- REQUEST -
Copy out the records that follow, changing every "pixel coordinates" to "point positions" and keeping everything else the same.

Excerpts of location labeling data:
--- START ---

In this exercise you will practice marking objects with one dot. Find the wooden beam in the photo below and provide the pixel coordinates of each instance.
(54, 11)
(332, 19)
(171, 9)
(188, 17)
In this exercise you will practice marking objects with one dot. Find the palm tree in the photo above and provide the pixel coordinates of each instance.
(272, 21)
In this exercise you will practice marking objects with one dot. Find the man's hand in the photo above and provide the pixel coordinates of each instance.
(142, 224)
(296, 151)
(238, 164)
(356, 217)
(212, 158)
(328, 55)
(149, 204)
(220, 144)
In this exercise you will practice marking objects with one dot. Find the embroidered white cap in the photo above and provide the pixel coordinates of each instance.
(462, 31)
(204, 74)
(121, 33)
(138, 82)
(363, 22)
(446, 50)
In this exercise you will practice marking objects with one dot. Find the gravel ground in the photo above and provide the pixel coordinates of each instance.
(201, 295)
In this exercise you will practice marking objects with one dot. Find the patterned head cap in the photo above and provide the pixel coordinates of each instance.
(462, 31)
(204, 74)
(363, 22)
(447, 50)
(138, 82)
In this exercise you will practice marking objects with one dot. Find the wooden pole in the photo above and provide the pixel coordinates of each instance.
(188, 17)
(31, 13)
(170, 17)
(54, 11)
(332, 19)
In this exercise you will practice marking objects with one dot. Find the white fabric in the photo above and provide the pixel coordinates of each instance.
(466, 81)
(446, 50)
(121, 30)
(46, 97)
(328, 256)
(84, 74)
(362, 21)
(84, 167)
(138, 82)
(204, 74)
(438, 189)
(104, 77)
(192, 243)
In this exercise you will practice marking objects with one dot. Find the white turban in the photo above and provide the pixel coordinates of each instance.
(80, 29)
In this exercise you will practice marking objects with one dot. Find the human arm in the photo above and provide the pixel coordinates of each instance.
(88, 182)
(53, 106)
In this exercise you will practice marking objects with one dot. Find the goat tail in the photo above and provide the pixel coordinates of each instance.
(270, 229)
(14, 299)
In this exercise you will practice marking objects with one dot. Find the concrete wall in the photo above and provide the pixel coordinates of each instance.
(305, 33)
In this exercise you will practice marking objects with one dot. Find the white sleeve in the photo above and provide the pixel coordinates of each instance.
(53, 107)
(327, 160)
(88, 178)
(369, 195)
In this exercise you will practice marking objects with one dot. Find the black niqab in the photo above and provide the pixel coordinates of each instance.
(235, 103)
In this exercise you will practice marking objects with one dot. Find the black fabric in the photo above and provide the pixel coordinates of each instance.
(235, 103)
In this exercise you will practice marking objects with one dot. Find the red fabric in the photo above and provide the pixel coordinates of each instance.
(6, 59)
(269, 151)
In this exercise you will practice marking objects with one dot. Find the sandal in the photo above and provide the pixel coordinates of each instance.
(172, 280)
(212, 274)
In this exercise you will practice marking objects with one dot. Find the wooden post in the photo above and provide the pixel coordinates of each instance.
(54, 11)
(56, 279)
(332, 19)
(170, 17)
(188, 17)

--- END ---

- EXERCISE ANSWER -
In this exercise you will practice marking objects with one dot. Find the wooden beam in the photo below and provide the point positions of each instance.
(54, 11)
(332, 19)
(171, 9)
(188, 17)
In this exercise you will practice marking objects with one dot. Find the palm tree in the photo above and provide the point positions of each instance.
(272, 21)
In this exercise you will practice marking objects with one dot. Find the man's hand in the photo above and provide the point positions of each instance.
(142, 224)
(296, 151)
(238, 164)
(356, 217)
(212, 158)
(328, 55)
(149, 204)
(220, 144)
In this exercise you will practice marking objects with one dot. Find the embroidered white cap in the photo above and provide the point positions of each instance.
(462, 31)
(204, 74)
(121, 33)
(138, 82)
(363, 22)
(446, 50)
In this exercise you will practice marking objects with one dot. Find the gravel ground in the photo above and provide the point positions of each instance.
(201, 295)
In this exercise you will practice marking objects with one dot. Find the patterned head cap in the photo above and provide the point positions of each instance.
(462, 31)
(204, 74)
(363, 22)
(447, 50)
(138, 82)
In this exercise you will practice marking objects with one dot. Find the wooden pole in the photo above and provide the point positions of each instance.
(188, 17)
(31, 13)
(170, 17)
(54, 11)
(332, 19)
In this exercise you will practice marking objects with one dot. Find the white fabric in the photo above and provide the point positions of each instance.
(466, 81)
(446, 50)
(121, 30)
(46, 97)
(328, 256)
(84, 74)
(362, 21)
(84, 167)
(138, 82)
(204, 74)
(438, 189)
(104, 77)
(192, 243)
In this exercise you will practice marking objects with one dot. Find the white turban in the photo above and provide the point positions of each instance.
(80, 29)
In this exercise you will practice marking objects with one dot. Find the human arm in the photo above and provide the point positions of each instance.
(88, 182)
(53, 106)
In this exercise you will practice marking objects with one dot. Find the goat tail in the photo above and provide the point positions of each instance.
(270, 229)
(14, 299)
In this exercise you will practice marking objects with one dot. Find the concrete wall in the photo above and provide the point positions of each instance.
(305, 33)
In this exercise you will practice marking objects with one dot. Find the white sleeve in the photo above and provide the point positions of each instance.
(53, 107)
(327, 160)
(88, 178)
(369, 195)
In this exercise you will practice marking objects with one dot. Find the black niqab in the photo above and provide the point positions of each instance.
(235, 103)
In this exercise you will practice marking objects with one dot. Find the black fabric in the photo above and provide the point positions of each instance.
(235, 103)
In this exercise you will practice marking objects with one dot. Find the red fabric in the photo above and provide the point positions of each instance.
(6, 59)
(269, 151)
In this exercise you will practice marking objects with one dot. Find the sandal in the photo above and provide the point positions of each instance.
(172, 280)
(212, 274)
In this exercise you will practice marking objects with one dot. Find the wooden post in the photo above and provide the point positions of each instance.
(54, 11)
(56, 279)
(332, 19)
(170, 17)
(188, 17)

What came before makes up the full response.